* [Task statement] Where the line with "Target — yellow and black wing." appears below, start writing out lines exactly, and finish with the line with "Mark one point on", which is included; write out nothing else.

* [Records shown]
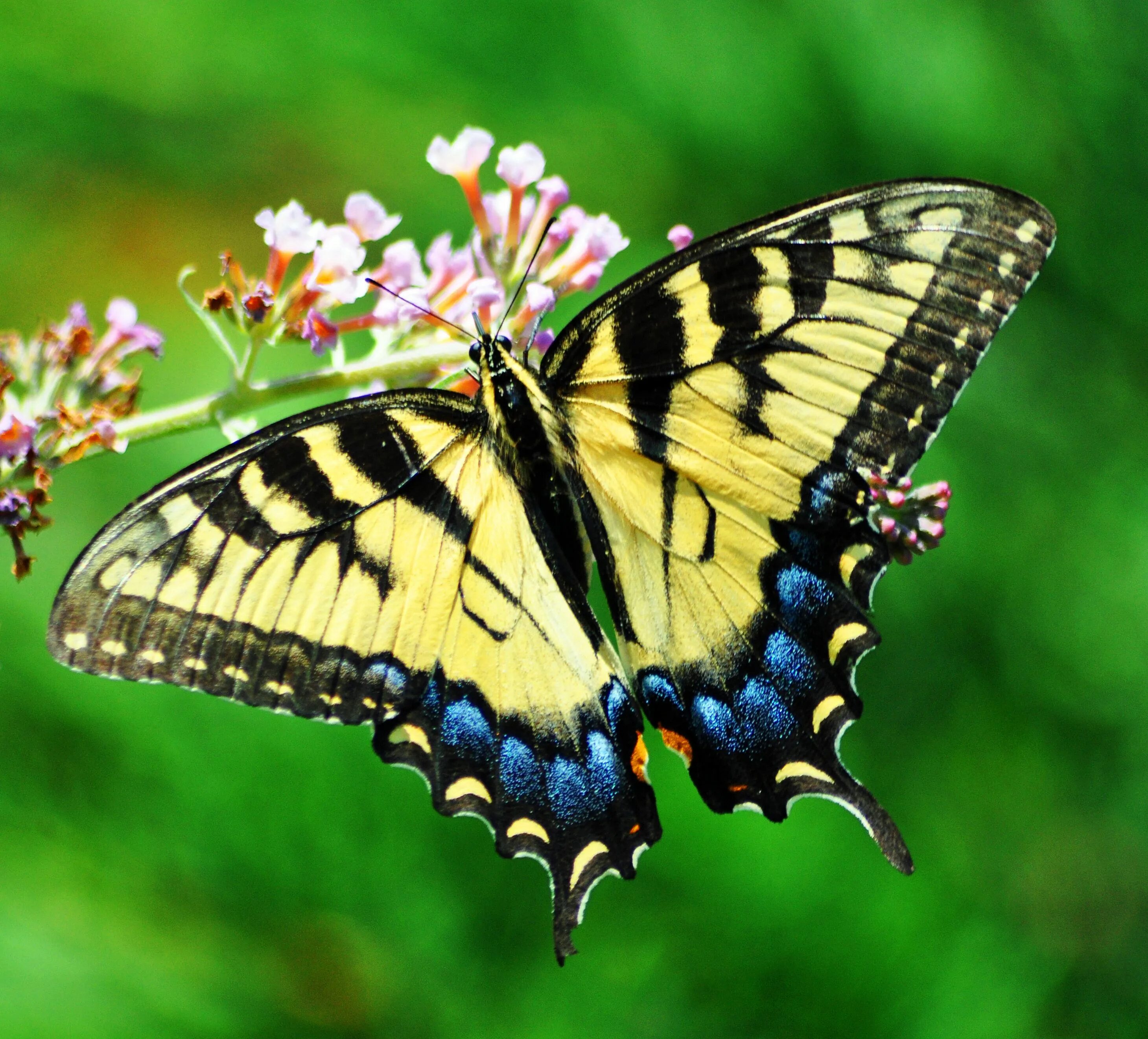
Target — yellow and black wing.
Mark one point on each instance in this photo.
...
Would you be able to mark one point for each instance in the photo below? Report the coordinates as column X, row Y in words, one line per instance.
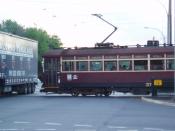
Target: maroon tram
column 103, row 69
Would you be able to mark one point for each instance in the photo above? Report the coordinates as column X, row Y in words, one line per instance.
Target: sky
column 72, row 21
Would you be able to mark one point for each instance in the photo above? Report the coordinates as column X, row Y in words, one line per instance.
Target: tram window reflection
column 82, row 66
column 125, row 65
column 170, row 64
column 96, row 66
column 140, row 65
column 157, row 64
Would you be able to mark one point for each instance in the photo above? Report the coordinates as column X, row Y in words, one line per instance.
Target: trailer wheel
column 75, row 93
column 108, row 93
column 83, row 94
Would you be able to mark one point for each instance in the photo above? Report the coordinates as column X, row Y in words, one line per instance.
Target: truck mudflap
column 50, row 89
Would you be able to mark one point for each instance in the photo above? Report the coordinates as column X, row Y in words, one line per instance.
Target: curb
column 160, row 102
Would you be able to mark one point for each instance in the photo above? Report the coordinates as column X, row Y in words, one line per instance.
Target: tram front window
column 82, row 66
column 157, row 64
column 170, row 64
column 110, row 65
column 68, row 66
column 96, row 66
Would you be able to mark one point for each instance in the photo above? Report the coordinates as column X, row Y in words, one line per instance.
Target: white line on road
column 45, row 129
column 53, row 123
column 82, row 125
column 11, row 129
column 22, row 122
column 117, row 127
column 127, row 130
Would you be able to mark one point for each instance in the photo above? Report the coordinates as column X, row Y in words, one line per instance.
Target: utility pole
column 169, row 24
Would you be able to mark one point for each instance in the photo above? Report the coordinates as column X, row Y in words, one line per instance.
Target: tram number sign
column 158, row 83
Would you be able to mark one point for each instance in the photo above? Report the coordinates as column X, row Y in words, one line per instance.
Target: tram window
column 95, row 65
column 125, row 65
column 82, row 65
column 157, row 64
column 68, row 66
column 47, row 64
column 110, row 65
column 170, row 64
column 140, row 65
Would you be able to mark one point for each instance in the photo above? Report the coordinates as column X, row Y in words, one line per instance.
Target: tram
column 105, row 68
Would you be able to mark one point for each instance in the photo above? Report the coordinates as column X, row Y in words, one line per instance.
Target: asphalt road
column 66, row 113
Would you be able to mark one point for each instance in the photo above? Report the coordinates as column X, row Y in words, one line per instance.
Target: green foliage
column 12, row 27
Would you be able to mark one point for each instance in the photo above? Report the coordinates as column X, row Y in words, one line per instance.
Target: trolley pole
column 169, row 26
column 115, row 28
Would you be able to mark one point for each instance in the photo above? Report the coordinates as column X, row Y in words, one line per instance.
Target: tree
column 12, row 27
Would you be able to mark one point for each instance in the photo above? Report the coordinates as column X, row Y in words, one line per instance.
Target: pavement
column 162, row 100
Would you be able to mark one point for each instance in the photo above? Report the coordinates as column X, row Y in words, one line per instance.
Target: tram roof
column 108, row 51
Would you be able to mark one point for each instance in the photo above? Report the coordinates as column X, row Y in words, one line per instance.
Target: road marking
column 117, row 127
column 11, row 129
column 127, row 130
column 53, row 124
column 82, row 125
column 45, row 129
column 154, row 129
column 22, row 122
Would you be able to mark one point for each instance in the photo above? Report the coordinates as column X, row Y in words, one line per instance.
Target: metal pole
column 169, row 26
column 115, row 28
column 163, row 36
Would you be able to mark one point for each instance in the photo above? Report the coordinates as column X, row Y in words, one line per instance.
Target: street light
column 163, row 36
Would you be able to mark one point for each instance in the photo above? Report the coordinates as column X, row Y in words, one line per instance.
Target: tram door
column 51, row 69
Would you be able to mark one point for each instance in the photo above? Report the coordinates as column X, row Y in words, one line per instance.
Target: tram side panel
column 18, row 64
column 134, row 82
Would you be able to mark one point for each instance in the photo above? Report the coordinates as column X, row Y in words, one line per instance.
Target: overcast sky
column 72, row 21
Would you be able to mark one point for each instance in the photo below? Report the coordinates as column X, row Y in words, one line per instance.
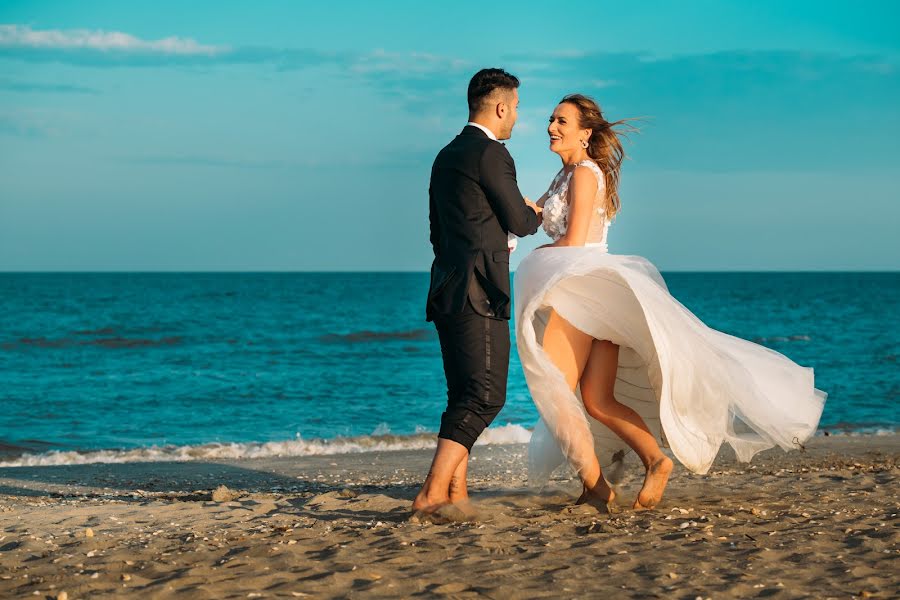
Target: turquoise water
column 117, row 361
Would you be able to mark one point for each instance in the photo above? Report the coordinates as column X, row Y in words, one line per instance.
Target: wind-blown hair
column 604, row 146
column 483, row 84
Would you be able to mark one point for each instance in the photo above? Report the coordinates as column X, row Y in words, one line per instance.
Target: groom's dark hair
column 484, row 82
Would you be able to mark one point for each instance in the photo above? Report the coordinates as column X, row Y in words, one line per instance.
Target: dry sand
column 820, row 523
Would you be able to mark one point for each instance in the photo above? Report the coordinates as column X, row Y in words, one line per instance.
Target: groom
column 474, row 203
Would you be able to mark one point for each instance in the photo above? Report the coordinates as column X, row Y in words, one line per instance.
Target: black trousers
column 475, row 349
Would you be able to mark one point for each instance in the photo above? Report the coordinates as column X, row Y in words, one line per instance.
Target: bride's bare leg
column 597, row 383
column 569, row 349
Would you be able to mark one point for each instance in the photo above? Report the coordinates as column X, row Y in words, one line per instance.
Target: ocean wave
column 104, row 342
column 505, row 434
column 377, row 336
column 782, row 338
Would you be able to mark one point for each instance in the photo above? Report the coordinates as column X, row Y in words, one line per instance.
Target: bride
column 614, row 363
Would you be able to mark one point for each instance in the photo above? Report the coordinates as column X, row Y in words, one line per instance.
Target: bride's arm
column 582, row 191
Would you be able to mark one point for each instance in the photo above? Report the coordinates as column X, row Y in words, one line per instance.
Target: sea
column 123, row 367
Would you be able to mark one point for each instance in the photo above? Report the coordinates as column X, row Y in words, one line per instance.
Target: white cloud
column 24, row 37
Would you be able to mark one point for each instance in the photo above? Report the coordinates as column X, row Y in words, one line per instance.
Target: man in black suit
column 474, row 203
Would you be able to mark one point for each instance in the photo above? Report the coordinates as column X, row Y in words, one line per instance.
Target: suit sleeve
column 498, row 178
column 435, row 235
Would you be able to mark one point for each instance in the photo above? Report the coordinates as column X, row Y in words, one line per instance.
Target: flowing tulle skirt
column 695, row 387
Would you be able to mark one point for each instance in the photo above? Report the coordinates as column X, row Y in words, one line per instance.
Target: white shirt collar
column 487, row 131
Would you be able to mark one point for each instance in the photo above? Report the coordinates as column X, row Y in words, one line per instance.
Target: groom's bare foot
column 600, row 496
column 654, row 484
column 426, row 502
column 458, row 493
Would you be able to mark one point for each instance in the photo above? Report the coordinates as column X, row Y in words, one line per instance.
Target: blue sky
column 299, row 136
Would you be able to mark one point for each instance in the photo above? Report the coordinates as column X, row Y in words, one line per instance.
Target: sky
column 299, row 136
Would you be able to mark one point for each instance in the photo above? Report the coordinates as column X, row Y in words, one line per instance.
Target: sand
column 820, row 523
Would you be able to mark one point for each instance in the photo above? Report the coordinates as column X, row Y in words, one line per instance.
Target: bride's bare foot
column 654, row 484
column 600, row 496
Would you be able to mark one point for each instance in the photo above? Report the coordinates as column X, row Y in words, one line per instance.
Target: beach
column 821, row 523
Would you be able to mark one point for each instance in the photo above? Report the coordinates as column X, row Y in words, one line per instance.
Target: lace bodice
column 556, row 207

* [Task solution]
Target — yellow and black wing.
Mark one point on each instance in this photo.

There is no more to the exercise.